Exercise goal: Write out, word for word, only the part of the records that starts with the line containing "[search] red roof" and goes on through the line containing "[249,479,288,539]".

Records provided:
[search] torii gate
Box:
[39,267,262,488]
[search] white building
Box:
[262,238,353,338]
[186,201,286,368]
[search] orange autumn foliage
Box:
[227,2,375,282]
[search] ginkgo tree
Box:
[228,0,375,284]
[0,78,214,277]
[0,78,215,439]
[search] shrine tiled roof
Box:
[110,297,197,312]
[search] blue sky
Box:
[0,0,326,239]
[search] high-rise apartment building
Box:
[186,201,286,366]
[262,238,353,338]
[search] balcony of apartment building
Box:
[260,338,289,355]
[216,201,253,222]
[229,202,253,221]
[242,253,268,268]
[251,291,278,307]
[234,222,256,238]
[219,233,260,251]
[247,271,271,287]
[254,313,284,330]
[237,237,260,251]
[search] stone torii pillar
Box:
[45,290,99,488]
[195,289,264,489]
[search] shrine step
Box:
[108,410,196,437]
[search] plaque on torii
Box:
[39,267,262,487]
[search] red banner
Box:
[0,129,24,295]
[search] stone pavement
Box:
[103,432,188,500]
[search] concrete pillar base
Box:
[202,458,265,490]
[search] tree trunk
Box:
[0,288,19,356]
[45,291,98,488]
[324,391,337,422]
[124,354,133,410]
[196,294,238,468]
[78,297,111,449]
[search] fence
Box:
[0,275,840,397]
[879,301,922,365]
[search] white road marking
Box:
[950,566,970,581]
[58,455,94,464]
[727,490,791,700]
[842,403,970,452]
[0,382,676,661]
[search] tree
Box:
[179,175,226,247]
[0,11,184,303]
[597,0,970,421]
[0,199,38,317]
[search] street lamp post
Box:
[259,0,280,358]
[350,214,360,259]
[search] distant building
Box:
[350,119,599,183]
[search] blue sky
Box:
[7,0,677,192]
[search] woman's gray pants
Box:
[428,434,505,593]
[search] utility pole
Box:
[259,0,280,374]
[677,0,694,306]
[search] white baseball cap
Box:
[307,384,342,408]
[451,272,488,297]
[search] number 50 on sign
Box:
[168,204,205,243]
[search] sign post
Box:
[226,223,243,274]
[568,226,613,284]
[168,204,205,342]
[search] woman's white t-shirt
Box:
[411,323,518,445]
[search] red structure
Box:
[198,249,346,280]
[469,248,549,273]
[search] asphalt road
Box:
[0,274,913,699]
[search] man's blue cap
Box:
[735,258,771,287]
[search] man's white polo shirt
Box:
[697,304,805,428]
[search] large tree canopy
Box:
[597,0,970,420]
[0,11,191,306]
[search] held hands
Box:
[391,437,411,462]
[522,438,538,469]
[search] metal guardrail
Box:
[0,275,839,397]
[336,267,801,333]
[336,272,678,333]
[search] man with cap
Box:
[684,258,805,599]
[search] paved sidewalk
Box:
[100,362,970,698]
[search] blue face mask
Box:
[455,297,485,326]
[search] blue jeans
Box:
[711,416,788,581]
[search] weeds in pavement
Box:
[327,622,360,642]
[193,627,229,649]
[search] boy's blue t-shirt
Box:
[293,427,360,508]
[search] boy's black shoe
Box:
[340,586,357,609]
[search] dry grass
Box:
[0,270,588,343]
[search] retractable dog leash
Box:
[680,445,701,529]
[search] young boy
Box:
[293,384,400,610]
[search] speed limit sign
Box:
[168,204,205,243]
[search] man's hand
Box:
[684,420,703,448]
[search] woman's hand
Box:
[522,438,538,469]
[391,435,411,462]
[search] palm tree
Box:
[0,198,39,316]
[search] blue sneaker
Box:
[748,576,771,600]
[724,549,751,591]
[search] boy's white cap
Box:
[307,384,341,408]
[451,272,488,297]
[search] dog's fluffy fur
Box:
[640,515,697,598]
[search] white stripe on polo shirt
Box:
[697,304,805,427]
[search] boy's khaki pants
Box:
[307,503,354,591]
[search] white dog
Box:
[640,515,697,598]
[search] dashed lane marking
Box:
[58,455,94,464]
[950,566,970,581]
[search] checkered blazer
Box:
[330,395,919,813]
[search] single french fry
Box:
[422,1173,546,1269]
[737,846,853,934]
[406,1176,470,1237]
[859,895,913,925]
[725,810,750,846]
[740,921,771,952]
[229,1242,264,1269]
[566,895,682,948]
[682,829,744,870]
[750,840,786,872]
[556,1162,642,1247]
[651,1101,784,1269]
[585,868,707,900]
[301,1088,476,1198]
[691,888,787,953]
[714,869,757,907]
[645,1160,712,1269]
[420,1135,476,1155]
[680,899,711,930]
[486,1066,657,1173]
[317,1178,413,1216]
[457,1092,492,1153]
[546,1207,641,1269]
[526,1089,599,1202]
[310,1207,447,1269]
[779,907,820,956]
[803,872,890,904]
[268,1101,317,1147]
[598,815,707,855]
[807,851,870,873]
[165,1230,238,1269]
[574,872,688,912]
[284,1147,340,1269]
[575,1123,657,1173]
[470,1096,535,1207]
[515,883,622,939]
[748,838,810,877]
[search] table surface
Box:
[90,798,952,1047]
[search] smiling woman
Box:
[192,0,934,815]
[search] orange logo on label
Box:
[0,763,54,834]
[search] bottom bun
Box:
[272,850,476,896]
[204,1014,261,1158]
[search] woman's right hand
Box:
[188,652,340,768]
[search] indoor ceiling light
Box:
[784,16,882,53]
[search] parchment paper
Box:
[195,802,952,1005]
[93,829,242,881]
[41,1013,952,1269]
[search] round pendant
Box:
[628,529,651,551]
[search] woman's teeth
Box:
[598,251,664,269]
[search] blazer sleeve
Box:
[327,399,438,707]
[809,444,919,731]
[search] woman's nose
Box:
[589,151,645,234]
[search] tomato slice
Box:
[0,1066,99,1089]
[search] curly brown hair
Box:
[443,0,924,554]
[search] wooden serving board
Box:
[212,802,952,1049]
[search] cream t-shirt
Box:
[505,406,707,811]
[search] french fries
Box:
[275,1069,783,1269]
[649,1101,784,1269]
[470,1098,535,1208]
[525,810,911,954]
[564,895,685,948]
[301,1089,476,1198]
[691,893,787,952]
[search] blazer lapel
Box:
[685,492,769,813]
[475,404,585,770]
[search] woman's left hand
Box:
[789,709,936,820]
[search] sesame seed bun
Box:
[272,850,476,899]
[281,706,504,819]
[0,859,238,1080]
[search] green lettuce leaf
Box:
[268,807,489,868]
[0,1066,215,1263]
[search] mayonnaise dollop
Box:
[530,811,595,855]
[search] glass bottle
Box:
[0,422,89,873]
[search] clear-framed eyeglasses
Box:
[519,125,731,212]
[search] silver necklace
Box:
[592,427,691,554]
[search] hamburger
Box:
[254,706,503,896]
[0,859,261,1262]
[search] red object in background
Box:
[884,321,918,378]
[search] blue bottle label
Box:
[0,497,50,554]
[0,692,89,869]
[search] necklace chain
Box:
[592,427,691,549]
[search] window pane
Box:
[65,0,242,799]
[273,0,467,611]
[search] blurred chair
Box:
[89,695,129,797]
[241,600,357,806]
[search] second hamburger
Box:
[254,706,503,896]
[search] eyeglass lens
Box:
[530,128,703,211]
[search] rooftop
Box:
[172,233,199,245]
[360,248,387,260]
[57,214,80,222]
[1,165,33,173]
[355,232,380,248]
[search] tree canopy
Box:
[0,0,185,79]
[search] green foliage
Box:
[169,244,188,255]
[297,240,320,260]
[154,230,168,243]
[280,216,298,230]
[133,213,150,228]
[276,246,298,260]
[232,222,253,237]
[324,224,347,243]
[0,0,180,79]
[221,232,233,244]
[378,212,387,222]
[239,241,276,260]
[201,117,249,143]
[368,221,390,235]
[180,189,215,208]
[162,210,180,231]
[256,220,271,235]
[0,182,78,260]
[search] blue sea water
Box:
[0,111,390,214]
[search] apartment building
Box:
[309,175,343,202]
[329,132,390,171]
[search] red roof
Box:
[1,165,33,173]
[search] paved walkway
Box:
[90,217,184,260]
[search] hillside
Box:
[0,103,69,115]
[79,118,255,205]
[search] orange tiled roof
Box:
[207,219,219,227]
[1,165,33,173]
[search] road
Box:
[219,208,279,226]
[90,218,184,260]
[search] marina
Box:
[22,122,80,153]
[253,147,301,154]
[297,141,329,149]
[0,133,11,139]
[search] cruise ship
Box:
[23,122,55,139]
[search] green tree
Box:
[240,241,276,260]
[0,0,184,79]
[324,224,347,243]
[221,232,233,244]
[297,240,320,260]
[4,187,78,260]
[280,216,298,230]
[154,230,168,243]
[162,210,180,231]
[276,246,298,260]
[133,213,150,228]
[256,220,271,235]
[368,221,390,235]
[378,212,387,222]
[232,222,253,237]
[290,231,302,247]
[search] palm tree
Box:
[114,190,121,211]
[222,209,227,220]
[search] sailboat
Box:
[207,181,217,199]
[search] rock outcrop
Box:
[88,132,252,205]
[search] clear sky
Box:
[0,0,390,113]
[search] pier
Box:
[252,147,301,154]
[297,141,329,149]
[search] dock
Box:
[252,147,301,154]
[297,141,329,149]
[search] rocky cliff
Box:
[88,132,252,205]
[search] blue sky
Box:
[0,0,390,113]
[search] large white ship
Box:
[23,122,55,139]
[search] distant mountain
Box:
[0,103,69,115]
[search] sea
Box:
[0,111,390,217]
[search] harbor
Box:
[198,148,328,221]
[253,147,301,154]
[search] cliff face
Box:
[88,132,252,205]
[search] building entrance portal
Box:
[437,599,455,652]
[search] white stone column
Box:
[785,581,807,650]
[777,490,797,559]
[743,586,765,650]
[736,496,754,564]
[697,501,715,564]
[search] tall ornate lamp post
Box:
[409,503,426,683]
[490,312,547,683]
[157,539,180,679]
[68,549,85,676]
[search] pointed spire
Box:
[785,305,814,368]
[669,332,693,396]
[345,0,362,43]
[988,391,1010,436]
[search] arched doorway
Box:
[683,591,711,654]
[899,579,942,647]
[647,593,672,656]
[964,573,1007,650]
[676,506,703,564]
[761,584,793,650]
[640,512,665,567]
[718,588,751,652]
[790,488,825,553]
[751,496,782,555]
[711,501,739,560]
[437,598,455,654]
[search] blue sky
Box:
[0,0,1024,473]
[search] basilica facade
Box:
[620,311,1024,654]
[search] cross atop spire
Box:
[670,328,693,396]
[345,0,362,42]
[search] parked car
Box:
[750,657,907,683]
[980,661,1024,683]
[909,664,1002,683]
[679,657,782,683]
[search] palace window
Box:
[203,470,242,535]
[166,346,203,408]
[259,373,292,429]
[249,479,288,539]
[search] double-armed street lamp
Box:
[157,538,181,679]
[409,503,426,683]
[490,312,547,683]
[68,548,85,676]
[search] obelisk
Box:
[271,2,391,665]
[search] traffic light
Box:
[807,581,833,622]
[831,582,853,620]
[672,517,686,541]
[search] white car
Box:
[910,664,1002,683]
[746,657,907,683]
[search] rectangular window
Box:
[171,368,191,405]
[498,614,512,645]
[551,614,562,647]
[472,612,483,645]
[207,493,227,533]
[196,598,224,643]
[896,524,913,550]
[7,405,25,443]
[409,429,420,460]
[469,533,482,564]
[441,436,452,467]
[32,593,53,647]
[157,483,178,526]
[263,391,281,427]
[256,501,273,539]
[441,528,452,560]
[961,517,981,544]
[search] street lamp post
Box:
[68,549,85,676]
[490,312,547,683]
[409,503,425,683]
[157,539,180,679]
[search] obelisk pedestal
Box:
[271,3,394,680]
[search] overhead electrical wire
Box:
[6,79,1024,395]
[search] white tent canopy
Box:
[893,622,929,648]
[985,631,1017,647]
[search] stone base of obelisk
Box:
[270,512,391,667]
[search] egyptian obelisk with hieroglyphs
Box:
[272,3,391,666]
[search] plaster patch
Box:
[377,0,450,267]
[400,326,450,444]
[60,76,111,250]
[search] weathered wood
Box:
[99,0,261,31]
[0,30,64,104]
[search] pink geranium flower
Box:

Final result:
[search] red roof
Box:
[1,165,33,173]
[search] paved walkway
Box:
[90,217,184,260]
[search] hillside
Box:
[0,103,69,115]
[79,118,255,205]
[search] orange tiled roof
Box:
[207,219,219,227]
[1,165,33,173]
[search] road
Box:
[219,208,279,226]
[90,218,184,260]
[search] marina
Box:
[22,122,80,153]
[253,147,301,154]
[297,141,329,149]
[0,133,11,139]
[search] cruise ship
Box:
[23,122,55,139]
[search] green tree
Box:
[240,241,276,260]
[0,0,184,79]
[324,224,347,243]
[221,232,233,244]
[297,240,320,260]
[4,187,78,260]
[280,216,298,230]
[154,230,168,243]
[162,210,180,231]
[276,246,298,260]
[133,213,150,228]
[256,220,271,235]
[368,221,390,235]
[378,212,387,222]
[232,222,253,237]
[290,231,302,247]
[search] palm tree
Box:
[114,190,121,211]
[222,209,227,220]
[search] sailboat
Box:
[207,181,217,199]
[search] rock outcrop
Box:
[88,132,252,205]
[search] clear sky
Box:
[0,0,390,113]
[search] pier
Box:
[252,147,301,154]
[297,141,329,149]
[search] dock
Box:
[252,147,301,154]
[297,141,329,149]
[search] rocky cliff
Box:
[88,132,252,205]
[search] blue sky
Box:
[0,0,390,113]
[search] large white ship
Box:
[23,122,55,139]
[search] distant mountain
Box:
[0,103,69,115]
[search] sea
Box:
[0,111,390,217]
[search] harbor
Box:
[198,148,328,221]
[253,147,301,154]
[search] cliff face
Box:
[88,132,252,205]
[search] building entrance portal
Box:
[437,599,455,652]
[search] white stone column
Box:
[785,581,807,650]
[777,490,797,559]
[743,586,765,650]
[736,496,754,564]
[697,501,715,564]
[search] tall ornate lamp post
Box:
[409,503,426,683]
[490,312,547,683]
[157,539,180,679]
[68,549,85,676]
[search] pointed spire
Box:
[785,305,814,368]
[669,332,693,396]
[345,0,362,43]
[988,391,1010,436]
[search] arched doorway
Box:
[683,591,711,654]
[899,579,942,647]
[647,593,672,656]
[964,573,1007,650]
[676,506,703,564]
[761,584,793,650]
[640,512,665,567]
[718,588,751,652]
[790,488,825,553]
[751,496,782,555]
[711,501,739,560]
[437,598,455,654]
[search] blue sky
Box:
[0,0,1024,473]
[search] basilica facade
Box:
[620,311,1024,654]
[search] cross atop spire
Box:
[670,328,693,396]
[345,0,362,42]
[search] parked car
Box:
[750,657,907,683]
[980,661,1024,683]
[909,664,1002,683]
[679,657,782,683]
[search] palace window
Box:
[203,470,242,535]
[166,346,203,408]
[259,373,292,429]
[249,479,288,539]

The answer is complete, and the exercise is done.